Required work
Print each line from the start of the records below up through the line where "Where can the baseboard" is found, exactly as given.

##### Material provided

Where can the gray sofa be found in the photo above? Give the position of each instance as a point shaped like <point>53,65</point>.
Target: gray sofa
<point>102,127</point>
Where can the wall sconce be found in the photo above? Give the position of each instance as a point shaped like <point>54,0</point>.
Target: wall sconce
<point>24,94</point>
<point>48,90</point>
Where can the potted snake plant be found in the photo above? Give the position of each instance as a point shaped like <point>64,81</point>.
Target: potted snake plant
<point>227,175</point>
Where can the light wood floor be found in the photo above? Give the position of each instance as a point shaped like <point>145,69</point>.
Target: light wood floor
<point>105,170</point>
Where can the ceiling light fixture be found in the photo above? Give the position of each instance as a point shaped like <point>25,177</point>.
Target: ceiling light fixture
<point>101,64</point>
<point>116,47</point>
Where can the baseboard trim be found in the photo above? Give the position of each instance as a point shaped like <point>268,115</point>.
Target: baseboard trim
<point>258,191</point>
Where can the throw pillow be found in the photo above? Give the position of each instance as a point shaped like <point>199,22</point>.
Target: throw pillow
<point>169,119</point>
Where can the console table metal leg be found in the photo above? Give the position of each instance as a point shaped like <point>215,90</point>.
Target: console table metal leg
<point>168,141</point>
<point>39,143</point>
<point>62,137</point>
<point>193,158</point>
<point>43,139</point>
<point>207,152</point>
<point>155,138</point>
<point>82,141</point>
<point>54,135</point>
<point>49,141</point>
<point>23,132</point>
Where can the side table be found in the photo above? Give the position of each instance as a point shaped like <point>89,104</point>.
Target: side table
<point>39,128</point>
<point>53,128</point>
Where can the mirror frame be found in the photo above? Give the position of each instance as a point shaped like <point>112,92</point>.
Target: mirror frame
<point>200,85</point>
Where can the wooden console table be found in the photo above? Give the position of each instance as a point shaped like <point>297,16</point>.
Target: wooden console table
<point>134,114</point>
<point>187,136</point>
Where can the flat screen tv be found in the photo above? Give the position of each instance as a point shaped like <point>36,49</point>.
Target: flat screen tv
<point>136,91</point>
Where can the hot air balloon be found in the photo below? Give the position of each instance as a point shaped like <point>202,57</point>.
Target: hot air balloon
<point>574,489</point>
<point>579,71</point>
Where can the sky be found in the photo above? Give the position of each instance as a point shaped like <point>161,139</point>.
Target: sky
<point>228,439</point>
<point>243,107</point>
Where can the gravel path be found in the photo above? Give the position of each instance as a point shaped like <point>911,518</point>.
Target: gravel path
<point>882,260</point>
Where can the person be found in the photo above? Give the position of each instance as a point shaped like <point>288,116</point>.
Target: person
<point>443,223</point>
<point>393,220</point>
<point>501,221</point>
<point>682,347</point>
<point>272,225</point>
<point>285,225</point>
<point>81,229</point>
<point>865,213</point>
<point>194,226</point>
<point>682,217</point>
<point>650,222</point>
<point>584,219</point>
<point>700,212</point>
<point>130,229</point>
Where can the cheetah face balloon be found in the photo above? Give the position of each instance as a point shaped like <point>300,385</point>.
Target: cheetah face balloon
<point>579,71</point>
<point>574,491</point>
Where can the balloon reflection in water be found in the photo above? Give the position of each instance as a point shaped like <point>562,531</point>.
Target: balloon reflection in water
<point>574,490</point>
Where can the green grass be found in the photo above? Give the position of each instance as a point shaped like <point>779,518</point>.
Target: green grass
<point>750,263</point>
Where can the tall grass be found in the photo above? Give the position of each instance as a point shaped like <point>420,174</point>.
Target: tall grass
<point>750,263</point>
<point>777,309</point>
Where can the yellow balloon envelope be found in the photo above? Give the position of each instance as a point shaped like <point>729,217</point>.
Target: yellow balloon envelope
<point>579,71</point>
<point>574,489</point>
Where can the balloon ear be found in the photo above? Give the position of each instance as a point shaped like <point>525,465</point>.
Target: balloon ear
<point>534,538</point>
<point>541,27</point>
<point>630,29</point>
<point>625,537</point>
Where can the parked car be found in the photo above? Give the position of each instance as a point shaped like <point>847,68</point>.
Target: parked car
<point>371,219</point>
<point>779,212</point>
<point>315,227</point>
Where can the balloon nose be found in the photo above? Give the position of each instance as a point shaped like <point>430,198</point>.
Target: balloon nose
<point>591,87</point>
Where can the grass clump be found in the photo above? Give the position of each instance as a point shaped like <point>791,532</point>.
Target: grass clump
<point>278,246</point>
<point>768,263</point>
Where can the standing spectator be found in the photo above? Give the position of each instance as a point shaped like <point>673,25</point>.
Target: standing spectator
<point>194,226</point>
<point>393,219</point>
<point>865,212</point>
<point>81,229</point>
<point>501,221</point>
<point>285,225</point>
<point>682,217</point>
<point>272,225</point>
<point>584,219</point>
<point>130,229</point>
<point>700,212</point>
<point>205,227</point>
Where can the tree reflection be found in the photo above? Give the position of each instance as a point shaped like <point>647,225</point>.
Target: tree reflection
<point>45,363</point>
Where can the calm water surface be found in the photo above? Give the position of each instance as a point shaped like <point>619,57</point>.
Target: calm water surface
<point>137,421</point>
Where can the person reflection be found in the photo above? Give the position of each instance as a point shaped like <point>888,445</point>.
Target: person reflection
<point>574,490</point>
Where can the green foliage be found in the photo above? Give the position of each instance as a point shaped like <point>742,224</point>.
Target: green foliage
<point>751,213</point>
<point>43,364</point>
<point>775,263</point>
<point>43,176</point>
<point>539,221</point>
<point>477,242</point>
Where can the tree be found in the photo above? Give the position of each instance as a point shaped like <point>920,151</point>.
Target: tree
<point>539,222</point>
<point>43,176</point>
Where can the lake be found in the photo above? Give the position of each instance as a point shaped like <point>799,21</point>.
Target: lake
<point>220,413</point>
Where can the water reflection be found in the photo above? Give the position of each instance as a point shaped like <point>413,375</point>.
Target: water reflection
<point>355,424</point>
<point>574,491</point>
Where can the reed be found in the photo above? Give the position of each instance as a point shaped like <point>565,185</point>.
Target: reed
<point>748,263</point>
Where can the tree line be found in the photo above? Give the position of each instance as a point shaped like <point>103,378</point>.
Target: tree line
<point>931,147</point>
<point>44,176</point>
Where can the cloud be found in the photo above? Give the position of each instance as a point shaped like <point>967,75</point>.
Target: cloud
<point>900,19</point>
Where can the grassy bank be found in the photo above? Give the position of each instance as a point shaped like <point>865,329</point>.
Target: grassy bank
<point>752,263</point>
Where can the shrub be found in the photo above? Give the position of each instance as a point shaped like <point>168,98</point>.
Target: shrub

##########

Output
Where can the gray sofa be found in the photo above? Give the position of each instance as a point shaped like <point>53,65</point>.
Target: gray sofa
<point>102,127</point>
Where can the wall sconce be found in the photo above? Give the position of each instance as a point shaped like <point>54,0</point>.
Target: wall sconce
<point>24,94</point>
<point>48,90</point>
Where can the potted snake plant be found in the photo above? Give the position of each instance as a point shaped like <point>64,81</point>.
Target: potted snake plant
<point>227,175</point>
Where can the light wood floor be found in the photo above? Give the position of each instance as a point shaped like <point>145,69</point>.
Target: light wood floor
<point>105,170</point>
Where can the ceiling light fixture be found in the photo above? Give the position of each instance as a point shaped like <point>25,177</point>.
Target: ceiling light fixture
<point>101,64</point>
<point>116,47</point>
Where can the baseboard trim be found in the photo above? Give the position of each instance as a point shaped like <point>268,115</point>.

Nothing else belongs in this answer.